## [YOUR OBJECTIVE]
Return every line of the entries below that contains the word "small".

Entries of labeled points

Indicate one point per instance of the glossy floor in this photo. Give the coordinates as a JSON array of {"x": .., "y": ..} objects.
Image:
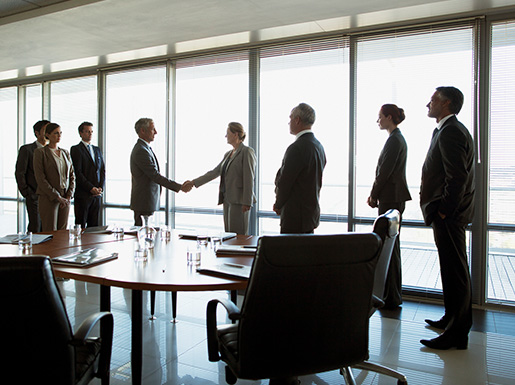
[{"x": 176, "y": 353}]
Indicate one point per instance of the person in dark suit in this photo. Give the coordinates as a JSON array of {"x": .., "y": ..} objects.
[
  {"x": 25, "y": 177},
  {"x": 146, "y": 180},
  {"x": 390, "y": 191},
  {"x": 56, "y": 181},
  {"x": 236, "y": 172},
  {"x": 89, "y": 168},
  {"x": 447, "y": 203},
  {"x": 298, "y": 181}
]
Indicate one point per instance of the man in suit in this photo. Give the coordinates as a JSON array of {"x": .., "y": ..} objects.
[
  {"x": 25, "y": 177},
  {"x": 145, "y": 176},
  {"x": 447, "y": 202},
  {"x": 89, "y": 167},
  {"x": 298, "y": 181}
]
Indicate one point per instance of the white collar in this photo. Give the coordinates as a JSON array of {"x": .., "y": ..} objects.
[{"x": 441, "y": 122}]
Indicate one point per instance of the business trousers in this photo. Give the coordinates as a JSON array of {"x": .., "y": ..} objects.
[
  {"x": 52, "y": 216},
  {"x": 457, "y": 290},
  {"x": 393, "y": 286},
  {"x": 31, "y": 202},
  {"x": 87, "y": 211},
  {"x": 236, "y": 221},
  {"x": 138, "y": 220}
]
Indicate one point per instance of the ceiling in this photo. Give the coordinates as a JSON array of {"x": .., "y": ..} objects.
[{"x": 45, "y": 36}]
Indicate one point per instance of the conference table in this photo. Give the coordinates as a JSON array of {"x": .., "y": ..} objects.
[{"x": 165, "y": 269}]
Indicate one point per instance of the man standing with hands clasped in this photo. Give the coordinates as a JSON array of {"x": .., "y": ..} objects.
[
  {"x": 298, "y": 181},
  {"x": 447, "y": 202},
  {"x": 89, "y": 167},
  {"x": 145, "y": 175}
]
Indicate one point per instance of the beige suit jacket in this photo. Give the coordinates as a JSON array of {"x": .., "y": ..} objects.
[
  {"x": 239, "y": 177},
  {"x": 47, "y": 174}
]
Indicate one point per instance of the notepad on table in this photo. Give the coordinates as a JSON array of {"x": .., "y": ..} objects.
[
  {"x": 236, "y": 250},
  {"x": 230, "y": 270},
  {"x": 85, "y": 257}
]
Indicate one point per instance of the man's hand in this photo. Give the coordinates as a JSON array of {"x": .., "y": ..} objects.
[
  {"x": 187, "y": 186},
  {"x": 96, "y": 191}
]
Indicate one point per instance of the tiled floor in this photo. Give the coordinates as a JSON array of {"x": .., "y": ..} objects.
[{"x": 176, "y": 353}]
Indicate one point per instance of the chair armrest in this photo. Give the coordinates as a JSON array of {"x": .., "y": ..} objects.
[
  {"x": 106, "y": 337},
  {"x": 211, "y": 323}
]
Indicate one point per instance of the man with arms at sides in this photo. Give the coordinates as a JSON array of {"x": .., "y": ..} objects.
[
  {"x": 25, "y": 178},
  {"x": 447, "y": 202},
  {"x": 90, "y": 176},
  {"x": 298, "y": 181},
  {"x": 146, "y": 179}
]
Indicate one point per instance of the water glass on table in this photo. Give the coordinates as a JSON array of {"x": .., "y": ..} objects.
[
  {"x": 75, "y": 232},
  {"x": 25, "y": 241},
  {"x": 193, "y": 255}
]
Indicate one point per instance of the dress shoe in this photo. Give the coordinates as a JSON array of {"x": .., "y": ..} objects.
[
  {"x": 440, "y": 324},
  {"x": 447, "y": 341}
]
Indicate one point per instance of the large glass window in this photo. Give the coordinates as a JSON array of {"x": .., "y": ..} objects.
[
  {"x": 131, "y": 95},
  {"x": 405, "y": 69},
  {"x": 33, "y": 110},
  {"x": 210, "y": 93},
  {"x": 316, "y": 74},
  {"x": 72, "y": 102},
  {"x": 9, "y": 152},
  {"x": 501, "y": 212}
]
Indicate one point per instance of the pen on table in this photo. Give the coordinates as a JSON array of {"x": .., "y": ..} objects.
[{"x": 234, "y": 265}]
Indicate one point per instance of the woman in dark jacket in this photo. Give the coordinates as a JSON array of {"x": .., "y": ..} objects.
[{"x": 390, "y": 191}]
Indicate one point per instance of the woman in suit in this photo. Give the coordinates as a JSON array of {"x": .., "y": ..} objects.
[
  {"x": 56, "y": 181},
  {"x": 236, "y": 171},
  {"x": 390, "y": 191}
]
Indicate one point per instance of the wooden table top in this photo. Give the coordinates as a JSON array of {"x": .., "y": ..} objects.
[{"x": 165, "y": 270}]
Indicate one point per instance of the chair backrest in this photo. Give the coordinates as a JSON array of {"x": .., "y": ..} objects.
[
  {"x": 34, "y": 326},
  {"x": 387, "y": 227},
  {"x": 306, "y": 306}
]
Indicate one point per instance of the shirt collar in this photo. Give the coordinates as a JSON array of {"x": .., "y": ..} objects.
[
  {"x": 302, "y": 133},
  {"x": 441, "y": 122}
]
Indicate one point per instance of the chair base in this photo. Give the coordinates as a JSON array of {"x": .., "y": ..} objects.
[{"x": 373, "y": 367}]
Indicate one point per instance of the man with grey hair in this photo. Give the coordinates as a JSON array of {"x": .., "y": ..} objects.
[
  {"x": 145, "y": 176},
  {"x": 298, "y": 181},
  {"x": 447, "y": 203}
]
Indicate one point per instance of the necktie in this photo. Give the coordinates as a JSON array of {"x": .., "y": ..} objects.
[{"x": 91, "y": 152}]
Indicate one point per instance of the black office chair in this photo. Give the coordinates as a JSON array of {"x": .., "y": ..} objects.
[
  {"x": 38, "y": 345},
  {"x": 305, "y": 310},
  {"x": 387, "y": 227}
]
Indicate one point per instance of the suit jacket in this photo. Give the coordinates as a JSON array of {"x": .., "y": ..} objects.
[
  {"x": 146, "y": 179},
  {"x": 47, "y": 174},
  {"x": 24, "y": 171},
  {"x": 239, "y": 176},
  {"x": 88, "y": 173},
  {"x": 448, "y": 174},
  {"x": 298, "y": 183},
  {"x": 390, "y": 183}
]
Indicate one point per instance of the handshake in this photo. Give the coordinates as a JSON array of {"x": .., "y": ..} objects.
[{"x": 187, "y": 186}]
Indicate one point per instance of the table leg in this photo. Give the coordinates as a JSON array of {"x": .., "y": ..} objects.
[
  {"x": 174, "y": 306},
  {"x": 137, "y": 336},
  {"x": 105, "y": 305}
]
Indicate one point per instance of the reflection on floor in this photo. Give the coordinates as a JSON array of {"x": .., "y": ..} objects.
[{"x": 176, "y": 353}]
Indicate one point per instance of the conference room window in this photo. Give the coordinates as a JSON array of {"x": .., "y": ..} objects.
[
  {"x": 501, "y": 209},
  {"x": 73, "y": 101},
  {"x": 210, "y": 92},
  {"x": 129, "y": 96},
  {"x": 404, "y": 69},
  {"x": 315, "y": 73},
  {"x": 33, "y": 110},
  {"x": 9, "y": 151}
]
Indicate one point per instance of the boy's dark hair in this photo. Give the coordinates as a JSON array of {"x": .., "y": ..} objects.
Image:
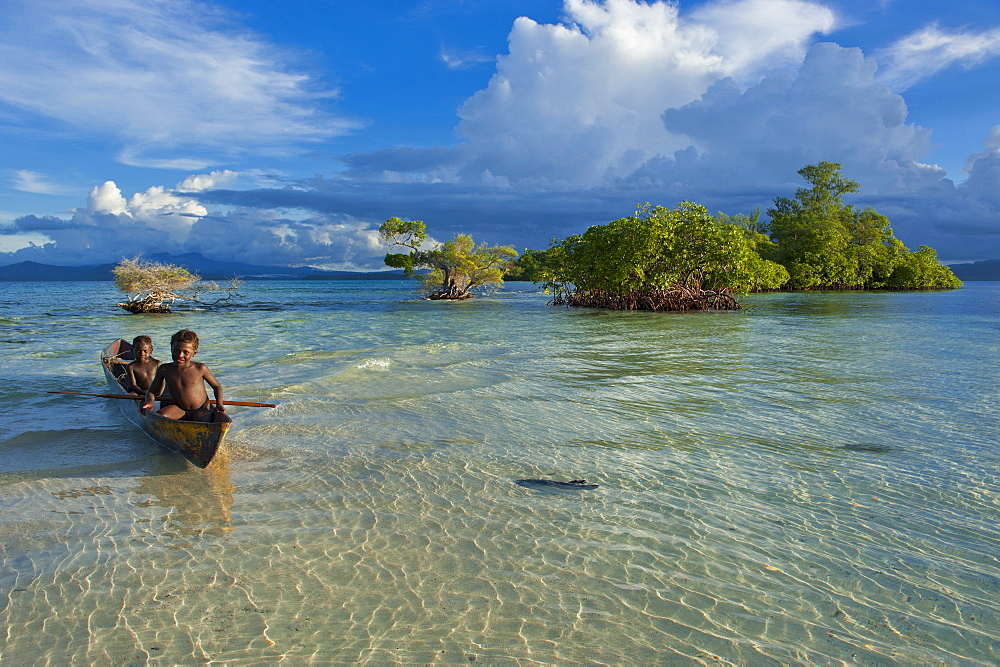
[{"x": 184, "y": 336}]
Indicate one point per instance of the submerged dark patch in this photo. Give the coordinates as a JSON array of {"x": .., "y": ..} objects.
[{"x": 551, "y": 484}]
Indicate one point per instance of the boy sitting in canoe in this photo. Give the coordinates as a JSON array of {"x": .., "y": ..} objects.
[
  {"x": 139, "y": 374},
  {"x": 186, "y": 381}
]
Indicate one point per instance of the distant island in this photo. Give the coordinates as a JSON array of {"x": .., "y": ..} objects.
[
  {"x": 209, "y": 269},
  {"x": 988, "y": 269}
]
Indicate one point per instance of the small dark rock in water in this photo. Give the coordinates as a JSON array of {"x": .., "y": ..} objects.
[
  {"x": 551, "y": 484},
  {"x": 869, "y": 447}
]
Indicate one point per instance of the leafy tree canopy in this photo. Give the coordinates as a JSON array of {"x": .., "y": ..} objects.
[
  {"x": 454, "y": 269},
  {"x": 826, "y": 244},
  {"x": 660, "y": 259}
]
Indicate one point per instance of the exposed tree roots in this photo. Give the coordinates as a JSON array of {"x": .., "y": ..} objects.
[{"x": 674, "y": 298}]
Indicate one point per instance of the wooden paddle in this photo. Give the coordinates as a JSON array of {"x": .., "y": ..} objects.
[{"x": 165, "y": 399}]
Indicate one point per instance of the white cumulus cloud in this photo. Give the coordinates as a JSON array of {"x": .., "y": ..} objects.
[{"x": 924, "y": 53}]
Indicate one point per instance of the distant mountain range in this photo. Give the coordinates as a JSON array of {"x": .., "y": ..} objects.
[{"x": 209, "y": 269}]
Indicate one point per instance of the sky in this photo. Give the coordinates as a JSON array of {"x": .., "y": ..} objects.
[{"x": 285, "y": 133}]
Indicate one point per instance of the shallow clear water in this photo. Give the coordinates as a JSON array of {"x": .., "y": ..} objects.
[{"x": 812, "y": 480}]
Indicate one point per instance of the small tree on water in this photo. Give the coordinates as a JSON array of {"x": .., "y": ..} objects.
[
  {"x": 152, "y": 287},
  {"x": 457, "y": 268}
]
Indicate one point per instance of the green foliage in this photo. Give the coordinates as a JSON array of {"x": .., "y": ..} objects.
[
  {"x": 922, "y": 270},
  {"x": 826, "y": 244},
  {"x": 658, "y": 249},
  {"x": 453, "y": 269}
]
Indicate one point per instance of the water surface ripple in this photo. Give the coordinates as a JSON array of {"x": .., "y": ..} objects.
[{"x": 811, "y": 481}]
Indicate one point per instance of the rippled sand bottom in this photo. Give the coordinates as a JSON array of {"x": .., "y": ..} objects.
[
  {"x": 439, "y": 557},
  {"x": 814, "y": 482}
]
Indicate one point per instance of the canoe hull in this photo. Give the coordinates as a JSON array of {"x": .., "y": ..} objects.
[{"x": 196, "y": 441}]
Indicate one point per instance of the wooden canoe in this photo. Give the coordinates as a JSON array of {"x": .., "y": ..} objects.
[{"x": 197, "y": 441}]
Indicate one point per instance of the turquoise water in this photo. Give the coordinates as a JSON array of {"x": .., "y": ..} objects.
[{"x": 813, "y": 480}]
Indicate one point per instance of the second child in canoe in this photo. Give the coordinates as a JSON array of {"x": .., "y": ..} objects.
[
  {"x": 185, "y": 379},
  {"x": 139, "y": 374}
]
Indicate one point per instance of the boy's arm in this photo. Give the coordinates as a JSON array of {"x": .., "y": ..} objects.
[
  {"x": 133, "y": 386},
  {"x": 216, "y": 387},
  {"x": 155, "y": 388}
]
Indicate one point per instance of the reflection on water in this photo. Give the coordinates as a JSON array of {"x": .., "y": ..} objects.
[{"x": 197, "y": 501}]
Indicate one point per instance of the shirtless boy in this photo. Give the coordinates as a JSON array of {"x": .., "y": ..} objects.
[
  {"x": 186, "y": 380},
  {"x": 139, "y": 374}
]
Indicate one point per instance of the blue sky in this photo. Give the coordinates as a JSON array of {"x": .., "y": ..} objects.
[{"x": 287, "y": 132}]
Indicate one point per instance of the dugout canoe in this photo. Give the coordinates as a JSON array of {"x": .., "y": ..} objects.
[{"x": 196, "y": 441}]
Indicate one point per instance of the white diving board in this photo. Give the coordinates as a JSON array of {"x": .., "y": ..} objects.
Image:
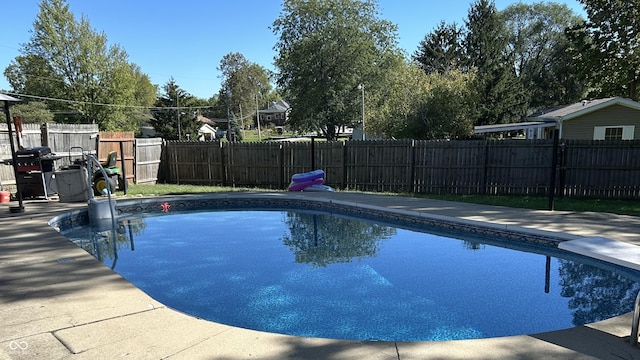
[{"x": 616, "y": 252}]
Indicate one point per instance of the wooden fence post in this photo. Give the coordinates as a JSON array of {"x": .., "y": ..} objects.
[{"x": 554, "y": 165}]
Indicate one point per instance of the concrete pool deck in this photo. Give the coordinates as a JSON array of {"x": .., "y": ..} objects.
[{"x": 58, "y": 302}]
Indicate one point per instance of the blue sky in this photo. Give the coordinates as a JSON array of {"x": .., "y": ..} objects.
[{"x": 186, "y": 39}]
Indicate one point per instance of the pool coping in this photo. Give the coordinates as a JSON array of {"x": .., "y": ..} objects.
[{"x": 600, "y": 340}]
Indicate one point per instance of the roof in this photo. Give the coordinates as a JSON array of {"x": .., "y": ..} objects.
[
  {"x": 482, "y": 129},
  {"x": 568, "y": 112},
  {"x": 5, "y": 97},
  {"x": 280, "y": 106}
]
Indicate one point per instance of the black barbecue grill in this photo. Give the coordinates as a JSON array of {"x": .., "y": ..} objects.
[{"x": 35, "y": 169}]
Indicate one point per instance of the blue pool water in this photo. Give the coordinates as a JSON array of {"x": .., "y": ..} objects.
[{"x": 321, "y": 275}]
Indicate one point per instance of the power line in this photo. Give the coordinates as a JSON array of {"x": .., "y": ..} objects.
[{"x": 106, "y": 104}]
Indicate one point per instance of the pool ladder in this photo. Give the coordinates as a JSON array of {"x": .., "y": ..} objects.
[{"x": 636, "y": 321}]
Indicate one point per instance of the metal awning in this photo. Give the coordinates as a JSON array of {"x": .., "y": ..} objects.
[{"x": 7, "y": 99}]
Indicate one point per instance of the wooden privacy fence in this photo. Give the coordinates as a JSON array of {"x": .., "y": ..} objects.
[
  {"x": 606, "y": 169},
  {"x": 140, "y": 158}
]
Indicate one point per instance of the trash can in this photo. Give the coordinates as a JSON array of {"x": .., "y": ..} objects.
[{"x": 73, "y": 184}]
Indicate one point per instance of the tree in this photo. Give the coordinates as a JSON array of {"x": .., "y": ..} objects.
[
  {"x": 34, "y": 112},
  {"x": 607, "y": 47},
  {"x": 68, "y": 59},
  {"x": 173, "y": 118},
  {"x": 447, "y": 110},
  {"x": 539, "y": 51},
  {"x": 325, "y": 49},
  {"x": 501, "y": 97},
  {"x": 392, "y": 107},
  {"x": 441, "y": 50},
  {"x": 246, "y": 82}
]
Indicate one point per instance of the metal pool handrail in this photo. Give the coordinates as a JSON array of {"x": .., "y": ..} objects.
[
  {"x": 635, "y": 321},
  {"x": 109, "y": 189}
]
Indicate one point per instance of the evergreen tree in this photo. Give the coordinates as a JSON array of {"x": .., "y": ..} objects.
[
  {"x": 607, "y": 47},
  {"x": 441, "y": 50},
  {"x": 500, "y": 95},
  {"x": 539, "y": 49},
  {"x": 326, "y": 48}
]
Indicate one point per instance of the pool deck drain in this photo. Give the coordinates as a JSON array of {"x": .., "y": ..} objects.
[{"x": 53, "y": 308}]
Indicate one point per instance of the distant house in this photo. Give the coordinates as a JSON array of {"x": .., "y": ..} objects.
[
  {"x": 277, "y": 114},
  {"x": 600, "y": 119},
  {"x": 206, "y": 132}
]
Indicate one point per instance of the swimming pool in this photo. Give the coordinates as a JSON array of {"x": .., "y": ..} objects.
[{"x": 285, "y": 271}]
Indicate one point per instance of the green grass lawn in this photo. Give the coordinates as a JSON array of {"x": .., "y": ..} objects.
[{"x": 623, "y": 207}]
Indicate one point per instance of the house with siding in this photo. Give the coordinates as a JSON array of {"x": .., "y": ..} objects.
[
  {"x": 599, "y": 119},
  {"x": 277, "y": 114}
]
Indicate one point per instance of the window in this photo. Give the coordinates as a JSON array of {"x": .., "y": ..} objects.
[
  {"x": 625, "y": 132},
  {"x": 613, "y": 134}
]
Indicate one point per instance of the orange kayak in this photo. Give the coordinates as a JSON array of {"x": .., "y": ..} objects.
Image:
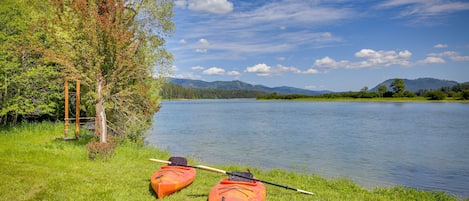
[
  {"x": 170, "y": 179},
  {"x": 232, "y": 190}
]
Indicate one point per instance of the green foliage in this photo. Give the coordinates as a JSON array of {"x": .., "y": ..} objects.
[
  {"x": 381, "y": 90},
  {"x": 465, "y": 95},
  {"x": 29, "y": 87},
  {"x": 113, "y": 47},
  {"x": 101, "y": 151},
  {"x": 175, "y": 91},
  {"x": 36, "y": 166},
  {"x": 399, "y": 87},
  {"x": 435, "y": 95}
]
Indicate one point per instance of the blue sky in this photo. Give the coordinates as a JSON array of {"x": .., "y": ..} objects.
[{"x": 337, "y": 45}]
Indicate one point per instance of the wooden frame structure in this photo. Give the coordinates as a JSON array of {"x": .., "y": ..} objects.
[{"x": 77, "y": 109}]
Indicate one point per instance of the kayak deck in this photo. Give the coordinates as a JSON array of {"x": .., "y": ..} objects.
[
  {"x": 227, "y": 190},
  {"x": 170, "y": 179}
]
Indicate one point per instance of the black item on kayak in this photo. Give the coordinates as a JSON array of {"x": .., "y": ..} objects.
[
  {"x": 243, "y": 176},
  {"x": 178, "y": 161}
]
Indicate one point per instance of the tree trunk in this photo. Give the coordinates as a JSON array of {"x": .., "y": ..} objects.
[{"x": 101, "y": 126}]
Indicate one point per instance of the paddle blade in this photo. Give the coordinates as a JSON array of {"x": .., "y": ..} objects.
[
  {"x": 203, "y": 167},
  {"x": 305, "y": 192},
  {"x": 159, "y": 161}
]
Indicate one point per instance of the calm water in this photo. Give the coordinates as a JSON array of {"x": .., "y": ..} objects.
[{"x": 420, "y": 145}]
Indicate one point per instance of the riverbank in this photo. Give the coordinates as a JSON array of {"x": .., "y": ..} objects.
[
  {"x": 36, "y": 166},
  {"x": 397, "y": 100}
]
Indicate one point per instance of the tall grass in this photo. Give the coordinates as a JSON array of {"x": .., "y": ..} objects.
[{"x": 34, "y": 165}]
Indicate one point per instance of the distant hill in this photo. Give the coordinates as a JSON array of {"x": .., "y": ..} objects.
[
  {"x": 420, "y": 83},
  {"x": 239, "y": 85}
]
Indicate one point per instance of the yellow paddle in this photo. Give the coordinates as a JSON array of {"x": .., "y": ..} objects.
[{"x": 233, "y": 174}]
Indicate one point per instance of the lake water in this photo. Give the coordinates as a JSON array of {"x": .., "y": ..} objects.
[{"x": 419, "y": 145}]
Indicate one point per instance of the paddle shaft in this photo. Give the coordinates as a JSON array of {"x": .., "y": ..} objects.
[
  {"x": 267, "y": 182},
  {"x": 169, "y": 162}
]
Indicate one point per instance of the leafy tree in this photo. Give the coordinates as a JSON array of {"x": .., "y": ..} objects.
[
  {"x": 435, "y": 95},
  {"x": 382, "y": 89},
  {"x": 398, "y": 86},
  {"x": 364, "y": 89},
  {"x": 28, "y": 83},
  {"x": 112, "y": 46},
  {"x": 465, "y": 94}
]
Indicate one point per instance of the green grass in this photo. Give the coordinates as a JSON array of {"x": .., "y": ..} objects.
[{"x": 36, "y": 166}]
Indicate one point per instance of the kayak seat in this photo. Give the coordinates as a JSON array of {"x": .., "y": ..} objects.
[
  {"x": 243, "y": 176},
  {"x": 178, "y": 161}
]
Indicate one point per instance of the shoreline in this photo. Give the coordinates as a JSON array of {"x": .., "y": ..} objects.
[{"x": 37, "y": 166}]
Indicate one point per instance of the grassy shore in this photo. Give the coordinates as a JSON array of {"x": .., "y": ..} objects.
[
  {"x": 414, "y": 99},
  {"x": 34, "y": 165}
]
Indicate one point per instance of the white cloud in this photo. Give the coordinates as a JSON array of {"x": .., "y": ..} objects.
[
  {"x": 233, "y": 73},
  {"x": 202, "y": 46},
  {"x": 197, "y": 68},
  {"x": 371, "y": 59},
  {"x": 281, "y": 68},
  {"x": 211, "y": 6},
  {"x": 330, "y": 63},
  {"x": 311, "y": 71},
  {"x": 214, "y": 71},
  {"x": 425, "y": 8},
  {"x": 311, "y": 87},
  {"x": 180, "y": 3},
  {"x": 265, "y": 70},
  {"x": 187, "y": 76},
  {"x": 201, "y": 50},
  {"x": 432, "y": 60},
  {"x": 258, "y": 68},
  {"x": 203, "y": 42},
  {"x": 281, "y": 58},
  {"x": 440, "y": 46},
  {"x": 454, "y": 56}
]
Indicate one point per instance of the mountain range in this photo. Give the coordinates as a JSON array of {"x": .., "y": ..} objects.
[{"x": 411, "y": 85}]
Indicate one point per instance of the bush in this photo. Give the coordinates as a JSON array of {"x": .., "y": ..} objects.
[
  {"x": 101, "y": 151},
  {"x": 435, "y": 95},
  {"x": 465, "y": 95}
]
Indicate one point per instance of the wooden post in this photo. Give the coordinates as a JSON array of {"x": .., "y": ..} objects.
[
  {"x": 77, "y": 111},
  {"x": 66, "y": 108}
]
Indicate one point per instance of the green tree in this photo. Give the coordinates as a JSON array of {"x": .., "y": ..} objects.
[
  {"x": 381, "y": 90},
  {"x": 399, "y": 87},
  {"x": 364, "y": 89},
  {"x": 29, "y": 85},
  {"x": 435, "y": 95},
  {"x": 113, "y": 46},
  {"x": 465, "y": 95}
]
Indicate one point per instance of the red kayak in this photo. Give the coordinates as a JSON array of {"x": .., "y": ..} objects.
[
  {"x": 173, "y": 177},
  {"x": 238, "y": 189}
]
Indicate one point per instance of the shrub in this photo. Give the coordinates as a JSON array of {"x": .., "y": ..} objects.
[
  {"x": 435, "y": 95},
  {"x": 465, "y": 94},
  {"x": 101, "y": 151}
]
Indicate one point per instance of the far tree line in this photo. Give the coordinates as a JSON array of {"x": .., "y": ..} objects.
[{"x": 397, "y": 90}]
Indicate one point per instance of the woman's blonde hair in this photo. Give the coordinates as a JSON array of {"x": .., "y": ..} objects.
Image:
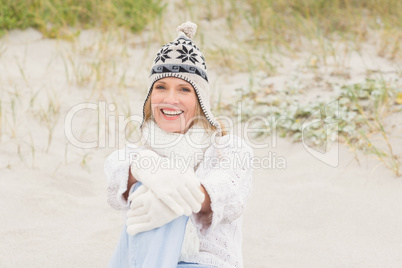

## [RESULT]
Indicate one point per instance of the small dark rock in water in this photo. Give the coordinates as a JSON array of {"x": .., "y": ..} objects.
Indicate one point per instance of the small tree on water in this photo. Give the coordinates as a JSON array of {"x": .., "y": ..} objects.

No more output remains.